Prompt: An exact transcript is required of the lines below, from the one containing "Mark the innermost point of each instance of the water surface" through the very last; leave every picture out of it.

Data to process:
++++++

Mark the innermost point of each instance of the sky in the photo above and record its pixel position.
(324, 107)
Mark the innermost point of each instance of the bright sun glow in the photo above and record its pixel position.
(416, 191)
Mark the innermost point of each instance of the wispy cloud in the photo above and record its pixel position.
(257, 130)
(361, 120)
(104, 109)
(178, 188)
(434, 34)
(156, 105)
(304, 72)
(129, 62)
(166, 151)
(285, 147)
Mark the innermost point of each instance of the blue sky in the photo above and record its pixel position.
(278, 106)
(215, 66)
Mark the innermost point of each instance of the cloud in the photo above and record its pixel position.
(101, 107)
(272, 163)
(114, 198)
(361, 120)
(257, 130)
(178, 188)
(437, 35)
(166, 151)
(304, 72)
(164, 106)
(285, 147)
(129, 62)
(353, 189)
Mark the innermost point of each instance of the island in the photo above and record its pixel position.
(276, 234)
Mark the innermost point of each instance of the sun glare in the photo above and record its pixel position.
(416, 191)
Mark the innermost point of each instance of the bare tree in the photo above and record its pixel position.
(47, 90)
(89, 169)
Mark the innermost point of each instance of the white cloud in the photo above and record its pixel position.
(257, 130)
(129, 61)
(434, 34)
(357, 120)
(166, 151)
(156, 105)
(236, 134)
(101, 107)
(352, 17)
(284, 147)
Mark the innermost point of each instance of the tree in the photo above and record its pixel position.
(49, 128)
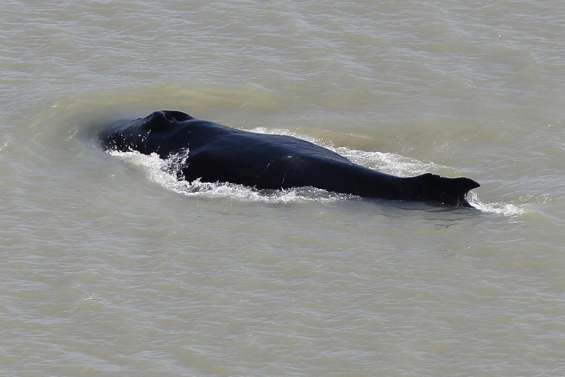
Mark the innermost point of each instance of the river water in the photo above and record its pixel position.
(110, 267)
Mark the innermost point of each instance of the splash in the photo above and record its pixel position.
(504, 209)
(165, 173)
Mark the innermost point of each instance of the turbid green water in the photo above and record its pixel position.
(110, 267)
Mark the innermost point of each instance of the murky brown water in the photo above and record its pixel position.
(112, 268)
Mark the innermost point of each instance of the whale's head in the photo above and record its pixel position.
(445, 191)
(146, 135)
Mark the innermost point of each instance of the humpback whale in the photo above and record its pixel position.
(217, 153)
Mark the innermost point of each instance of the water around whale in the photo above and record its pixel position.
(111, 266)
(210, 152)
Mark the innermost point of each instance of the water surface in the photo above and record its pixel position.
(110, 267)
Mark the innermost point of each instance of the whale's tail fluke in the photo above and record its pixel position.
(446, 191)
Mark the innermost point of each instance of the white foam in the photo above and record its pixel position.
(504, 209)
(163, 172)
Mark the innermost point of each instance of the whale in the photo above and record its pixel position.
(217, 153)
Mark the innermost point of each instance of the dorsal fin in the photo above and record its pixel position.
(161, 120)
(448, 191)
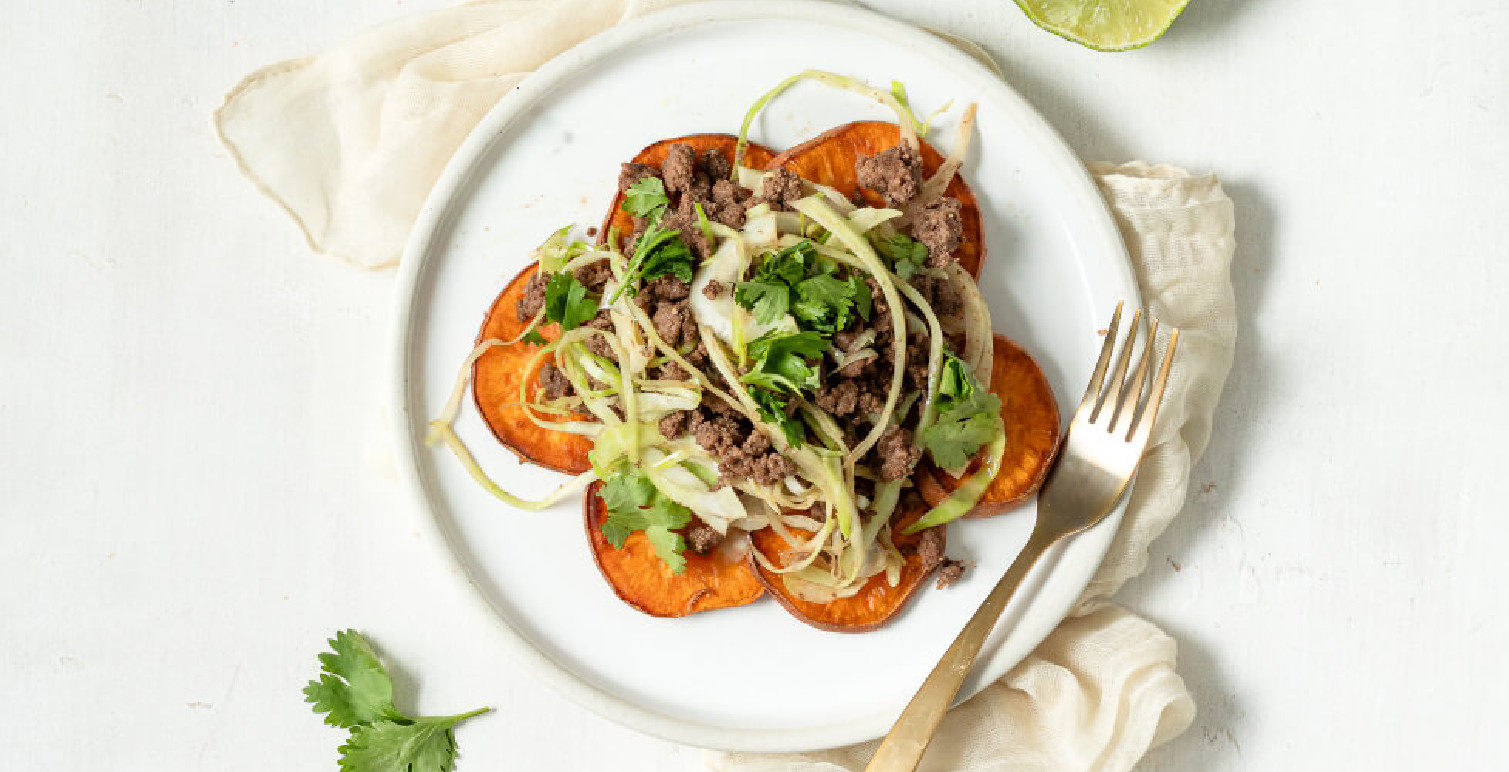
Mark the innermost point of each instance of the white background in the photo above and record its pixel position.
(189, 490)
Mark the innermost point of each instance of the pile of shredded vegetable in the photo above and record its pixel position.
(835, 504)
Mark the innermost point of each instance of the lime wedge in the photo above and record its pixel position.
(1105, 24)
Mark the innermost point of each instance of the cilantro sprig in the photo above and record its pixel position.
(353, 691)
(904, 254)
(969, 416)
(800, 282)
(636, 504)
(780, 371)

++++++

Answer space:
Mark the innermost point of each instance of the water surface in the photo above and record its pixel position.
(110, 267)
Mark the innermost point of each instance of the whale's tail fluke in the photo above and record its pixel position.
(446, 191)
Mark the innermost point of each instance of the white foam in the photo above and record its pixel position.
(504, 209)
(163, 172)
Mark the innermost point of each instance of the whale in the photo above and record its pixel position.
(217, 153)
Mark the innermost point of each instance of the dorsal fin in the photo above and record its pixel position.
(161, 120)
(448, 191)
Mark the innermost point of each instance of the white background in the photo above and record its pixel position.
(189, 490)
Mark the innermost point of each instance of the pile of shredded vegetable in the photo above and record its pixel position.
(835, 504)
Mark the innermost point of each instance of the lime wedge in the photo above and record its pixel position.
(1105, 24)
Mark the innermost point of each instance of the cilantro sprig in the photo above and record its pixel position.
(353, 691)
(904, 254)
(969, 416)
(800, 282)
(636, 504)
(780, 371)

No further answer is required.